**What to produce**.
In the author interview, rewrite the passage from "The 1970s section" up to and including "the modern day.", replacing "meatier" with "weightier".

**Text excerpt**.
---------------
Oh, yes, for sure. I always laugh when someone asks me why I made the conscious decision to have my characters use foul language. I'm like, um...that wasn't a decision. Don't people talk like that? ;) I definitely have an "older" demographic...for my first book at least!
Do you have an "imagined reader" you write to?
No, not really. I like to write the types of books that I love to read. I also like to read books that send me researching/googling and I hope my books do the same. So in that sense I hope my readers are people curious about other places/people/occupations/etc. But nothing specific in terms of age or location or anything else.
Hm—well that sort of brings us to your new novel, I’ll See You in Paris, which really just came out a few days ago, but it already has nearly 100 reviews on Goodreads. One reader said “Alternating chapters of 2001 and 1973 just don't work well because 2001 is boring, boring. I actually enjoyed the 1973 chapters and was relived to see them coming back to back about 3/4 of the way through. That saved the novel for me.”
The 1970s section is definitely supposed to be the meatier part of the story, with the present-day storyline as a wrapper around it. It's a way to connect different aspects of the story and make it more immediate--I was interested in comparing how our idea of war has changed from Vietnam, for example. So I'm not at all surprised when people connect more with the historical parts of the story. As I said, it's meatier, and longer as well. I think it’s about 2/3 or 3/4 the historical part and 1/3 to 1/4 the modern day.
I didn't really know what to make of this one: “…every character in the book, with the exception of Gladys, is timid to the point of trembling through life - not one can make a reasoned adult decision. Gladys is the only character with a spine, but she's not overly likeable herself. How did I wind up with two books in a row with main characters who are afraid of their own shadow?”
---------------
**Information supplied**.
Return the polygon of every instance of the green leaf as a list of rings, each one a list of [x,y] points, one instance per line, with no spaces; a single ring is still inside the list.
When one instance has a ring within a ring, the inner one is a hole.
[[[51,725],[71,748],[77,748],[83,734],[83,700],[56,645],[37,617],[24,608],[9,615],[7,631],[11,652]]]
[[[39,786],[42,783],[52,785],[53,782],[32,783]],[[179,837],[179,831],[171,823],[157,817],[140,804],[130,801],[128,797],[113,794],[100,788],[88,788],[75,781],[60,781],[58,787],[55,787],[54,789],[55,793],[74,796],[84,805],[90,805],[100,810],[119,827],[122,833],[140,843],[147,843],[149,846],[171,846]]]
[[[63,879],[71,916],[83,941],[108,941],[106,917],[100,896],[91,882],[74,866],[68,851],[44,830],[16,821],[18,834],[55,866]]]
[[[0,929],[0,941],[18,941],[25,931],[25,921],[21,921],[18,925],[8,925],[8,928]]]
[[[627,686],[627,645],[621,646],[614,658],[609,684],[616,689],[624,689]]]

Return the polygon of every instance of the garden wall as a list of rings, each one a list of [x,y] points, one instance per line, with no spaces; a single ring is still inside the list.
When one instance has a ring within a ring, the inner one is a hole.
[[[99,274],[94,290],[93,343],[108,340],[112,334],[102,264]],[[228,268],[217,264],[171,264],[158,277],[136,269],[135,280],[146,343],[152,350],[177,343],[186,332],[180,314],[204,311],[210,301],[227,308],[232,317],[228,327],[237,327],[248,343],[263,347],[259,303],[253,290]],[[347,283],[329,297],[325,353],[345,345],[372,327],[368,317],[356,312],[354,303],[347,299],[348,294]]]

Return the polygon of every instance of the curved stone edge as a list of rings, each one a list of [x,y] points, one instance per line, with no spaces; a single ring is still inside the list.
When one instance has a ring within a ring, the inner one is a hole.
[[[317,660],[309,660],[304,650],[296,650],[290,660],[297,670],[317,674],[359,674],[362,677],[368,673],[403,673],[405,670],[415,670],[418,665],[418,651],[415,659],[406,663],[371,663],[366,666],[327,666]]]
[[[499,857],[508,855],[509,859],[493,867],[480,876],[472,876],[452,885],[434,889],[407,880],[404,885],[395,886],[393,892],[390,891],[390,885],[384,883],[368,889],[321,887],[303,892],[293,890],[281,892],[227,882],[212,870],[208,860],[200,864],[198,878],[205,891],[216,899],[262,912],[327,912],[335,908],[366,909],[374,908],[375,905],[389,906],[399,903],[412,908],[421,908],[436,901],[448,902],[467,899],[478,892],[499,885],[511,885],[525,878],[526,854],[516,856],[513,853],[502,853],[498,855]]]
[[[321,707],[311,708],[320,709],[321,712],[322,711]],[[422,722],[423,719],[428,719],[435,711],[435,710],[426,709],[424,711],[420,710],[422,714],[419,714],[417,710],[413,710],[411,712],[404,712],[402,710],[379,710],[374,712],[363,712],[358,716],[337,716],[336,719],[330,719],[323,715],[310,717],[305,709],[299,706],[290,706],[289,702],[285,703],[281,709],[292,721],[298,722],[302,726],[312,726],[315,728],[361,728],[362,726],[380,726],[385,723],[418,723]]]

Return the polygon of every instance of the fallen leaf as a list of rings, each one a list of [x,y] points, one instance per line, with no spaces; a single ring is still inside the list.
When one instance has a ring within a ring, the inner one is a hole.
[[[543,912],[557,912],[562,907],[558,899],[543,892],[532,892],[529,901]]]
---------------
**Output for this exercise**.
The 1970s section is definitely supposed to be the weightier part of the story, with the present-day storyline as a wrapper around it. It's a way to connect different aspects of the story and make it more immediate--I was interested in comparing how our idea of war has changed from Vietnam, for example. So I'm not at all surprised when people connect more with the historical parts of the story. As I said, it's weightier, and longer as well. I think it’s about 2/3 or 3/4 the historical part and 1/3 to 1/4 the modern day.